* **What you have to do**:
What is needed here is an exact copy of every entry.

* **Material shown**:
---------------
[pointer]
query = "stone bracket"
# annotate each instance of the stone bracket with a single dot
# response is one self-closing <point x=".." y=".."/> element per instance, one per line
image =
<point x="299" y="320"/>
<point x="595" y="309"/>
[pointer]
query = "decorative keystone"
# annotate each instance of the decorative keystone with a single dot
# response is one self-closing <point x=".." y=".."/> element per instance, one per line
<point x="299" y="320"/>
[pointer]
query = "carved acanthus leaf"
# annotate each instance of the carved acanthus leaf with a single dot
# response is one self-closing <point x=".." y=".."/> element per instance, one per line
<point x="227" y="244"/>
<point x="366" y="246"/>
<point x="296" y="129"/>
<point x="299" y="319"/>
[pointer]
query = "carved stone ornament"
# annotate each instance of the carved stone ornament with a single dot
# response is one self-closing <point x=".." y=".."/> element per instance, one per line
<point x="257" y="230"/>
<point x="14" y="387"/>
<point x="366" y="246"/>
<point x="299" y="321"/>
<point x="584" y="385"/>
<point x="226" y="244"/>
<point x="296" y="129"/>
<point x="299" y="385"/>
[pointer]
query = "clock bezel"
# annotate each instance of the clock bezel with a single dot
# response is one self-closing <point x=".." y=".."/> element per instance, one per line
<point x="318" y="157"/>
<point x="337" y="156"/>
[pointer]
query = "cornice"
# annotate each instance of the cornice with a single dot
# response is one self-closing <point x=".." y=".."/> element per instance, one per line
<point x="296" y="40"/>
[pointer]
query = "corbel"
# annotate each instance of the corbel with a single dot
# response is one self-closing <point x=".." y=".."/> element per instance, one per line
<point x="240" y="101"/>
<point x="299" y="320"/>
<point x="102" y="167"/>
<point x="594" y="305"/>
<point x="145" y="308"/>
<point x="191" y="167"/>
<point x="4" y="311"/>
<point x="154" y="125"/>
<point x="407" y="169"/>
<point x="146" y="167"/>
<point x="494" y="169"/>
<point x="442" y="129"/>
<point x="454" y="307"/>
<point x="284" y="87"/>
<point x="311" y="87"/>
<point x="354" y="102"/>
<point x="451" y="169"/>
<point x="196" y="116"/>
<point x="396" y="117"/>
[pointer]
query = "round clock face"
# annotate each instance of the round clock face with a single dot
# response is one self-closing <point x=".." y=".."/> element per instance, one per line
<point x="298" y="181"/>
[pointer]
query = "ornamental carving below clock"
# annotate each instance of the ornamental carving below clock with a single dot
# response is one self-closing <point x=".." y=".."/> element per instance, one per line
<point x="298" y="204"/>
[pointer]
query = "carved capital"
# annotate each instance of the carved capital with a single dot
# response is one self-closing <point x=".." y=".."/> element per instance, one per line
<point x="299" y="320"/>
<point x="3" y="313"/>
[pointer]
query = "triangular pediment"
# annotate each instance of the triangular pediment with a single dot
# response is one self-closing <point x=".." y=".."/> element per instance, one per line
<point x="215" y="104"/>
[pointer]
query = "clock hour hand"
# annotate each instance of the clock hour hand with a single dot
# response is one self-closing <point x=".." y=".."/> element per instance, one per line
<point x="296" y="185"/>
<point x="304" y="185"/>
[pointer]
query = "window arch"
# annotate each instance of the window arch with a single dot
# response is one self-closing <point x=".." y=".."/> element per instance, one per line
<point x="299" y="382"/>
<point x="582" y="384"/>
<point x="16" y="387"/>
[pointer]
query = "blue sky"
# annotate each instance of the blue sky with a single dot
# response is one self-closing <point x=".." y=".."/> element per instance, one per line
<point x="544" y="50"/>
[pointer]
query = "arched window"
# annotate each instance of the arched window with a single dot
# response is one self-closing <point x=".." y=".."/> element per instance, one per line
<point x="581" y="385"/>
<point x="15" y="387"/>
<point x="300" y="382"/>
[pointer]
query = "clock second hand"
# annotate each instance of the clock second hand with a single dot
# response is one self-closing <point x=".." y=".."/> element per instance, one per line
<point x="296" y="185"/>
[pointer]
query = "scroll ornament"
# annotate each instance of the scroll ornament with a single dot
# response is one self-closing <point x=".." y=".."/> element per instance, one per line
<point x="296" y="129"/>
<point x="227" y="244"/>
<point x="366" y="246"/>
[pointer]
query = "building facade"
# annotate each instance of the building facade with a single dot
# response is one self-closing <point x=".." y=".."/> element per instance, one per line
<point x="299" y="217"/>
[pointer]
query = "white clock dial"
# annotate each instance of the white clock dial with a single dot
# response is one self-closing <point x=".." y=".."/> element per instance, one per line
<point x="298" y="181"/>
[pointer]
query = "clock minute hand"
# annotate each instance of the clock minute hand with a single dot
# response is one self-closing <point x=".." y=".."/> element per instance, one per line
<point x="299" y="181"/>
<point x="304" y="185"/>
---------------
* **Solution for this task**:
[pointer]
query = "stone bracket"
# annotate each instance of the stone bracket with a single dot
# response is one self-closing <point x=".." y=".."/> element per instance, one per line
image =
<point x="299" y="320"/>
<point x="595" y="309"/>
[pointer]
query = "decorative keystone"
# annotate each instance of the decorative keystone with a single dot
# response is one self-closing <point x=".." y=".."/> element per instance, one per line
<point x="299" y="320"/>
[pointer]
query = "carved acanthus leaf"
# annotate each instance of the carved acanthus leaf with a single dot
# response is one self-closing <point x=".." y=".."/> element per instance, one per line
<point x="227" y="244"/>
<point x="366" y="246"/>
<point x="296" y="129"/>
<point x="299" y="319"/>
[pointer]
query = "carved stone ornament"
# annotate each instance of the carved stone ornament with a single dot
# response is one self-closing <point x=".." y=".."/> element per instance, one per line
<point x="257" y="230"/>
<point x="14" y="387"/>
<point x="366" y="246"/>
<point x="299" y="321"/>
<point x="584" y="385"/>
<point x="226" y="244"/>
<point x="296" y="129"/>
<point x="299" y="385"/>
[pointer]
query = "clock bezel"
# annotate each instance of the clock bezel with a single dot
# response is one self-closing <point x=".." y=".."/> element per instance, one per line
<point x="318" y="157"/>
<point x="337" y="156"/>
[pointer]
query = "cornice"
# annotate each instance of the cornice with a single dot
# response is one self-closing <point x=".." y=".."/> element per instance, one per line
<point x="296" y="40"/>
[pointer]
query = "corbel"
# annotate each instance of the corbel with a single dot
# response is one self-closing <point x=".." y=".."/> element per instance, one per line
<point x="240" y="101"/>
<point x="299" y="320"/>
<point x="102" y="167"/>
<point x="594" y="305"/>
<point x="145" y="308"/>
<point x="191" y="167"/>
<point x="4" y="311"/>
<point x="154" y="125"/>
<point x="407" y="169"/>
<point x="146" y="167"/>
<point x="494" y="169"/>
<point x="442" y="129"/>
<point x="454" y="307"/>
<point x="284" y="87"/>
<point x="311" y="87"/>
<point x="354" y="102"/>
<point x="451" y="169"/>
<point x="196" y="116"/>
<point x="396" y="117"/>
[pointer]
query = "round clock face"
# annotate each instance of the round clock face with a single dot
# response is one self-closing <point x=".." y=".."/> element per instance, one per line
<point x="298" y="181"/>
[pointer]
query = "ornamental carving below clock"
# annotate each instance of the ornamental carving below clock with a single dot
# response is one self-closing <point x=".." y=".."/> element per instance, one per line
<point x="298" y="204"/>
[pointer]
query = "carved capital"
# annotate each instance of the carved capital with a single dot
# response is one self-closing <point x=".." y=".."/> element per instance, one per line
<point x="299" y="320"/>
<point x="3" y="313"/>
[pointer]
query = "triangular pediment"
# annotate each instance of the triangular pediment with a single dot
# response is one self-closing <point x=".." y=".."/> element per instance, one per line
<point x="215" y="104"/>
[pointer]
query = "clock hour hand"
# annotate each instance of the clock hour hand with a single dot
# response is one self-closing <point x=".." y=".."/> element per instance, one per line
<point x="296" y="185"/>
<point x="304" y="185"/>
[pointer]
query = "window arch"
# annotate each instance of the window arch with a single dot
# response is one self-closing <point x=".." y=".."/> element per instance, one per line
<point x="299" y="382"/>
<point x="582" y="384"/>
<point x="16" y="387"/>
[pointer]
query = "blue sky"
# annotate each instance of the blue sky with a single dot
# response is one self-closing <point x=".." y=".."/> element per instance, one per line
<point x="544" y="50"/>
[pointer]
query = "arched window"
# annotate each instance of the arched window with a single dot
# response is one self-closing <point x=".." y=".."/> element per instance, one per line
<point x="581" y="385"/>
<point x="15" y="387"/>
<point x="300" y="382"/>
[pointer]
query = "clock second hand"
# annotate each instance of the clock second hand with a single dot
# response is one self-closing <point x=".." y=".."/> element per instance, one per line
<point x="296" y="185"/>
[pointer]
query = "scroll ornament"
# annotate each instance of the scroll ornament with a single dot
# response is one self-closing <point x=".." y=".."/> element per instance, one per line
<point x="296" y="129"/>
<point x="227" y="244"/>
<point x="366" y="246"/>
[pointer]
query = "building facade"
# annotate each instance of the building facade with a single dot
# response is one self-closing <point x=".." y=".."/> element per instance, one per line
<point x="299" y="217"/>
[pointer]
query = "white clock dial"
# annotate each instance of the white clock dial with a single dot
# response is one self-closing <point x=".." y=".."/> element per instance, one per line
<point x="298" y="181"/>
[pointer]
query = "clock minute hand"
# annotate each instance of the clock minute hand with a single dot
# response is one self-closing <point x=".." y=".."/> element per instance, one per line
<point x="299" y="181"/>
<point x="304" y="185"/>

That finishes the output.